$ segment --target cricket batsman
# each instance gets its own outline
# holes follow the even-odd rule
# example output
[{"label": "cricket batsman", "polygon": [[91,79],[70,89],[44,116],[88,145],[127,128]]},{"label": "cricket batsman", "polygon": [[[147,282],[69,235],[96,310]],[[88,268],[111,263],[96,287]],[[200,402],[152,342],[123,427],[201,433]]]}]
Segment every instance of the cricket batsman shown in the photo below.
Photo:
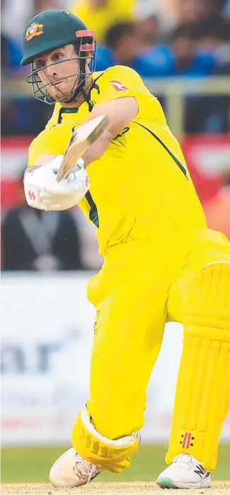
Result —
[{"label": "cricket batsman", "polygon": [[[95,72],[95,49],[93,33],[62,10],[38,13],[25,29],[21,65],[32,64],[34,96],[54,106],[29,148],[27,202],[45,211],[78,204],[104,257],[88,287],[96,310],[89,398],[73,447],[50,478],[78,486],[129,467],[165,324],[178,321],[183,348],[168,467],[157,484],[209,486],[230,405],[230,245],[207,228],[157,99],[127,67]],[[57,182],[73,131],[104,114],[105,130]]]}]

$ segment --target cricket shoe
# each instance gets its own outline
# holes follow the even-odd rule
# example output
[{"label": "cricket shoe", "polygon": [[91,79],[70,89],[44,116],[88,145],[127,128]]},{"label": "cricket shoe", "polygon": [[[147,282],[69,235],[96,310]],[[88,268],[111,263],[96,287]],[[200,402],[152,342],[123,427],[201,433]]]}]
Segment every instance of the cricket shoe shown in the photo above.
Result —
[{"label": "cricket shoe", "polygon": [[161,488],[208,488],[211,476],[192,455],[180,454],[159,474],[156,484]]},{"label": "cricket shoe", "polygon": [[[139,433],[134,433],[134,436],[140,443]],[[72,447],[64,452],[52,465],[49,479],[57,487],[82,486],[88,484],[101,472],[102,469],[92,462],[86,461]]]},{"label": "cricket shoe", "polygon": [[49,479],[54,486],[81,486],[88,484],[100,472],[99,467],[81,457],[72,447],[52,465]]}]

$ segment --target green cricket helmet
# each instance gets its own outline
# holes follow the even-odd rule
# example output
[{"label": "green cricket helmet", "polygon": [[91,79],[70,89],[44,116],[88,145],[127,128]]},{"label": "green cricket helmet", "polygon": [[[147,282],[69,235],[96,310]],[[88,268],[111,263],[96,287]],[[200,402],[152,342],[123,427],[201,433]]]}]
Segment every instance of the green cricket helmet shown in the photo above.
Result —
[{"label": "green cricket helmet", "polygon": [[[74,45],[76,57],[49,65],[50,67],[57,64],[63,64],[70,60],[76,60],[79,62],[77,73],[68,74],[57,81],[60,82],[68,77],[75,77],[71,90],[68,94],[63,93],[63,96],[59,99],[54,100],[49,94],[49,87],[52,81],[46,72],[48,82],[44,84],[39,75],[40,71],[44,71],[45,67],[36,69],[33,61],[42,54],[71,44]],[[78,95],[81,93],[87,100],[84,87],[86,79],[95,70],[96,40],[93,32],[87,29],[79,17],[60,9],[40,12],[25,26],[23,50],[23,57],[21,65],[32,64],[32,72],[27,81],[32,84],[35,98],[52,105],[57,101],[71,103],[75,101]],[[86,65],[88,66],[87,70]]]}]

__What to work on__
Begin at the line containing "--target green cricket helmet" and reproduce each line through the end of the records above.

__Task response__
$ segment --target green cricket helmet
# each instance gets its own outline
# holes follow the even-odd rule
# example output
[{"label": "green cricket helmet", "polygon": [[91,79],[70,89],[44,116],[88,145],[127,128]]},{"label": "green cricket helmet", "polygon": [[[147,282],[69,235],[96,310]],[[88,268],[111,263],[96,287]],[[200,402],[152,342],[123,427],[201,433]]]}]
Segment every instance of the green cricket helmet shown in the photo above.
Result —
[{"label": "green cricket helmet", "polygon": [[[74,45],[76,57],[49,65],[50,67],[57,64],[63,64],[70,60],[76,60],[79,62],[77,73],[68,74],[57,81],[60,82],[68,77],[75,77],[71,90],[68,94],[63,93],[63,96],[59,99],[54,100],[49,94],[49,87],[52,81],[46,72],[48,82],[44,84],[39,75],[40,71],[44,71],[45,67],[36,69],[33,61],[42,54],[71,44]],[[78,95],[81,93],[87,100],[84,87],[86,79],[95,70],[96,40],[93,32],[87,29],[79,17],[60,9],[40,12],[25,26],[23,50],[23,57],[21,65],[32,64],[32,72],[27,81],[32,84],[35,98],[52,105],[57,101],[71,103],[75,101]],[[86,65],[88,66],[87,70]]]}]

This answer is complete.